*TRECHO FORNECIDO:*
++++++++++

Ninguém deveria pagar com a vida pelo que diz. Ninguém deveria comemorar a morte de quem ousa falar. Ninguém deveria se rebaixar à covardia de celebrar o fim da dignidade humana.

Oesterheld e O Eternauta: a ficção que previu a noite

Em 1957, Héctor Germán Oesterheld publicou El Eternauta, obra-prima das HQs argentinas. Uma nevasca mortal cobre Buenos Aires; a sobrevivência depende de resistir ao isolamento e enfrentar invasores invisíveis. Não eram alienígenas: eram metáforas do autoritarismo em todos seus estágios e camadas.

Em 1977, Oesterheld foi sequestrado pela ditadura argentina. Torturado e “desaparecido”, assim como suas quatro filhas — duas grávidas. El Eternauta, transformada em série da Netflix em 2024, permaneceu como alerta para a submissão de povos pela força, da perda de sua dignidade pelo medo. Enquanto leitores seguiam acompanhando as páginas, o autor já não estava mais vivo, eram envidas da Espanha pelo ilustrador.

Ele não morreu pelo que escreveu, mas porque ousou escrever.

Charlie Kirk: a bala que silenciou o debate

Em 10 de setembro de 2025, Charlie Kirk, 31 anos, ativista conservador e cofundador da Turning Point USA, foi assassinado em Utah durante a turnê American Comeback Tour. Um tiro vindo de um prédio próximo atingiu seu pescoço diante de centenas de jovens.

Kirk era visto como a voz jovem do movimento pró-Trump. Amado e odiado, polemista por natureza. Sua morte expôs o limite da polarização: quando a retórica vira gatilho, o debate acaba em sangue. Mais grave que o tiro foi a reação de alguns comemorando o absurdo. Como se matar o opositor fosse vencer o argumento.


Voltaire: a defesa do direito de discordar

A célebre frase “Posso não concordar com o que dizes, mas defenderei até a morte o teu direito de dizê-lo” não saiu da pena de Voltaire, mas de Evelyn Beatrice Hall (1906), que buscou resumir o espírito do filósofo.

++++++++++

(Dados de marcação de pontos a partir de fotos)
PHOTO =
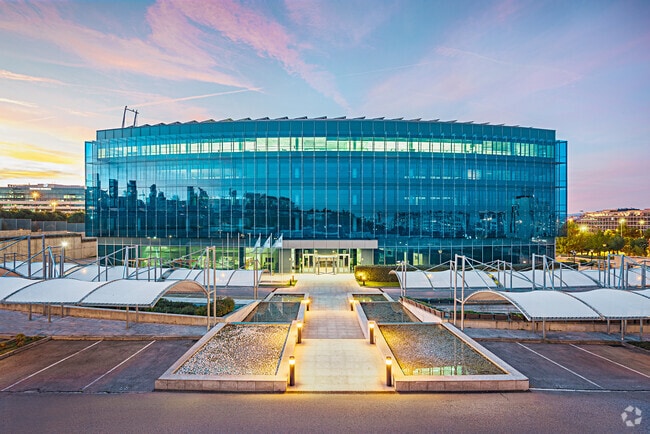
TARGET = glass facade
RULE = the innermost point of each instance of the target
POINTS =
(424, 190)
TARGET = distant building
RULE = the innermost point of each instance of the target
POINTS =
(615, 219)
(358, 191)
(43, 197)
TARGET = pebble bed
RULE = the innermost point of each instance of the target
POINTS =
(239, 350)
(386, 312)
(423, 349)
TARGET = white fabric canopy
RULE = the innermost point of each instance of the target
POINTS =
(644, 292)
(53, 291)
(224, 278)
(9, 285)
(119, 293)
(89, 273)
(136, 292)
(536, 305)
(418, 279)
(616, 303)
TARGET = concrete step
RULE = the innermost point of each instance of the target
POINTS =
(339, 365)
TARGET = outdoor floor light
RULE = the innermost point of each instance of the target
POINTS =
(389, 371)
(292, 371)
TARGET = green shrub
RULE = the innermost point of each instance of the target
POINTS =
(20, 339)
(223, 307)
(375, 273)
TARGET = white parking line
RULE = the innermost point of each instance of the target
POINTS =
(48, 367)
(556, 363)
(609, 360)
(118, 365)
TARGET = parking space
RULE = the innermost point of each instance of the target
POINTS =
(90, 366)
(577, 367)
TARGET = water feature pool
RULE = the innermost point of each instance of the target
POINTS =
(431, 349)
(365, 298)
(274, 311)
(387, 312)
(287, 298)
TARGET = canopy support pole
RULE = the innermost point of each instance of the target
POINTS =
(622, 329)
(641, 328)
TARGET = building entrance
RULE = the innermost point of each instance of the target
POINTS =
(330, 263)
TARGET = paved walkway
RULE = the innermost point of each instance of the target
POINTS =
(334, 356)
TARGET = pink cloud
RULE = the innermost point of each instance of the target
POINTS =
(266, 37)
(338, 21)
(109, 52)
(8, 75)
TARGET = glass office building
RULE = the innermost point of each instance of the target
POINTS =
(366, 190)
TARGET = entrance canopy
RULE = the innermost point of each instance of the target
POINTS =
(558, 305)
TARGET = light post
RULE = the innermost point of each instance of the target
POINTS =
(63, 246)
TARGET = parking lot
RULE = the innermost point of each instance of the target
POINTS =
(577, 367)
(90, 366)
(119, 366)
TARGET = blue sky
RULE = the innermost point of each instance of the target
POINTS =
(582, 68)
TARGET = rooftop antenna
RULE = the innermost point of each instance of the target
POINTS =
(135, 117)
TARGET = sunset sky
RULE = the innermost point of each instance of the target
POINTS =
(582, 68)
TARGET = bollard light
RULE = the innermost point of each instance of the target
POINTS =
(389, 371)
(292, 371)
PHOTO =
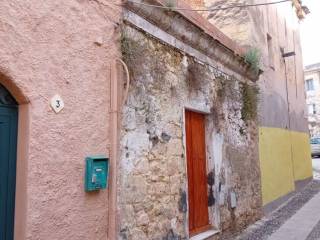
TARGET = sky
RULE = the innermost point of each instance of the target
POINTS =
(310, 33)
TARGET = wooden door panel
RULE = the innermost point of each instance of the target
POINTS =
(196, 168)
(8, 146)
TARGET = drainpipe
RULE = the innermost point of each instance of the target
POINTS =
(114, 130)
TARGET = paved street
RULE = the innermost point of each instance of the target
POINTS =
(297, 219)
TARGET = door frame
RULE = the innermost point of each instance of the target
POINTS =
(205, 111)
(20, 214)
(12, 112)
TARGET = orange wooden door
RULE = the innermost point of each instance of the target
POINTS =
(196, 170)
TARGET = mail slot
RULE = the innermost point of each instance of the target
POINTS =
(97, 169)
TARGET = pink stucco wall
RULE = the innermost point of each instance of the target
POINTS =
(59, 47)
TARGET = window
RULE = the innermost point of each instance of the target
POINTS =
(312, 109)
(309, 84)
(270, 51)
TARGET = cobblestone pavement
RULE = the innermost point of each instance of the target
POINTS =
(262, 229)
(315, 234)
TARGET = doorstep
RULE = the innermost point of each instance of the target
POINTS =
(205, 235)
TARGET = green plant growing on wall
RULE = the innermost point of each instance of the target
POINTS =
(129, 48)
(250, 100)
(253, 57)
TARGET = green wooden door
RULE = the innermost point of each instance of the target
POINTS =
(8, 155)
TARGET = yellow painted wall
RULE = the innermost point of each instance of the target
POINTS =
(278, 169)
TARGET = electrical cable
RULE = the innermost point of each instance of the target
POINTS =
(207, 9)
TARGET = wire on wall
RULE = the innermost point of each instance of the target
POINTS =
(208, 9)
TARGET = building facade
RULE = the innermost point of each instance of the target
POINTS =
(273, 31)
(312, 86)
(166, 96)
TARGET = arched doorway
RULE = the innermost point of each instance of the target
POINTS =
(8, 159)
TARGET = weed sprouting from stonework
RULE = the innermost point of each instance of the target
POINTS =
(170, 4)
(129, 48)
(253, 57)
(250, 102)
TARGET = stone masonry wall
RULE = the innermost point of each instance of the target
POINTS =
(59, 47)
(153, 181)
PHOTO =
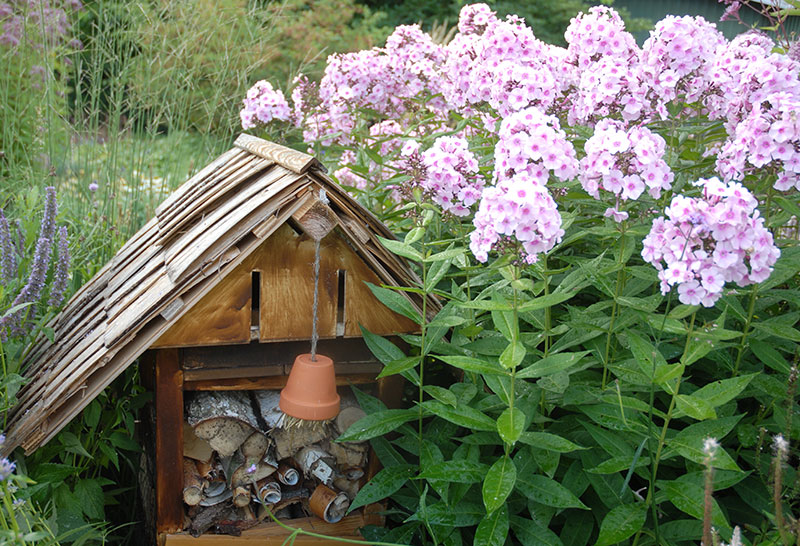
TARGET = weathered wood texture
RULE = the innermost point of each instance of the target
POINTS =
(183, 260)
(169, 441)
(271, 534)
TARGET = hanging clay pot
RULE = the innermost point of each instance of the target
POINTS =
(310, 392)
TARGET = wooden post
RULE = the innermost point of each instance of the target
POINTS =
(169, 441)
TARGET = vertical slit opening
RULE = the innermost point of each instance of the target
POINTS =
(255, 304)
(341, 275)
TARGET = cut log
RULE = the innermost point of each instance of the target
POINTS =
(224, 418)
(268, 491)
(206, 470)
(195, 447)
(350, 487)
(206, 518)
(293, 494)
(348, 416)
(291, 440)
(241, 496)
(255, 447)
(316, 463)
(247, 474)
(347, 454)
(192, 483)
(216, 487)
(219, 498)
(287, 474)
(328, 505)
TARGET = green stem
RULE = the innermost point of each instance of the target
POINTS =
(547, 310)
(295, 531)
(746, 331)
(614, 307)
(664, 428)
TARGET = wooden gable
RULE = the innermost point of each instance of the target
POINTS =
(185, 279)
(280, 270)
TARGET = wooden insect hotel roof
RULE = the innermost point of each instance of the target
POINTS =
(200, 234)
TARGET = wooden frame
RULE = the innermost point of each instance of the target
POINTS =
(175, 371)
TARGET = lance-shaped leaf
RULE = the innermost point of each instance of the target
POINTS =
(499, 483)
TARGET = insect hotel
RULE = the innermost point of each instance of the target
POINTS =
(242, 301)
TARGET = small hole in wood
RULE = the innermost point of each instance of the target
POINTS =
(341, 274)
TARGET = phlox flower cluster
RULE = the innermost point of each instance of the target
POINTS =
(610, 86)
(516, 210)
(451, 175)
(767, 140)
(384, 135)
(599, 33)
(752, 80)
(730, 62)
(519, 208)
(624, 162)
(501, 63)
(678, 57)
(708, 241)
(381, 79)
(532, 143)
(262, 104)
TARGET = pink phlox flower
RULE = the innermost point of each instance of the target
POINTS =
(707, 241)
(262, 104)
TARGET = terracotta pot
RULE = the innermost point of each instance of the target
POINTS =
(310, 392)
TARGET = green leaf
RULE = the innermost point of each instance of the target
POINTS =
(724, 390)
(486, 305)
(384, 483)
(91, 415)
(396, 302)
(441, 394)
(505, 324)
(782, 331)
(531, 533)
(545, 301)
(499, 483)
(767, 354)
(696, 408)
(464, 416)
(621, 522)
(457, 471)
(401, 249)
(493, 529)
(548, 492)
(448, 254)
(551, 364)
(383, 349)
(550, 442)
(689, 441)
(71, 443)
(471, 364)
(377, 424)
(399, 366)
(512, 356)
(435, 274)
(688, 498)
(510, 425)
(91, 498)
(463, 514)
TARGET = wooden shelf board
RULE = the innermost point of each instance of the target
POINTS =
(272, 534)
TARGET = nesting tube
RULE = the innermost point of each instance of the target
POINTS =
(327, 504)
(287, 474)
(268, 491)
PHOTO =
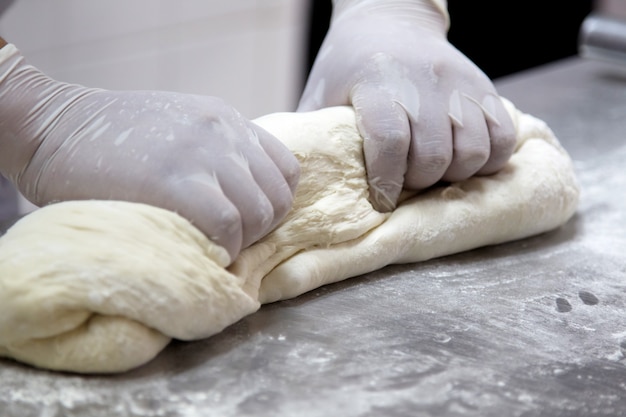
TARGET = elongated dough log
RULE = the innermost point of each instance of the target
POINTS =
(102, 286)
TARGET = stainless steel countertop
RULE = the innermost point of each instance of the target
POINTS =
(531, 328)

++++++++++

*OBJETIVOS:*
#1 Segundo o trecho fornecido, a frase "Posso não concordar com o que dizes" não foi escrita por Voltaire. Explique em uma a três frases por que Evelyn Beatrice Hall a escreveu.
#2 Localize nos registros todas as linhas que contêm a palavra "insect" e copie cada uma delas.

*RESPOSTAS POR TAREFA:*
#1 Evelyn Beatrice Hall escreveu a frase em 1906 para resumir o espírito de Voltaire.

#2
TARGET = wooden insect hotel roof
TARGET = insect hotel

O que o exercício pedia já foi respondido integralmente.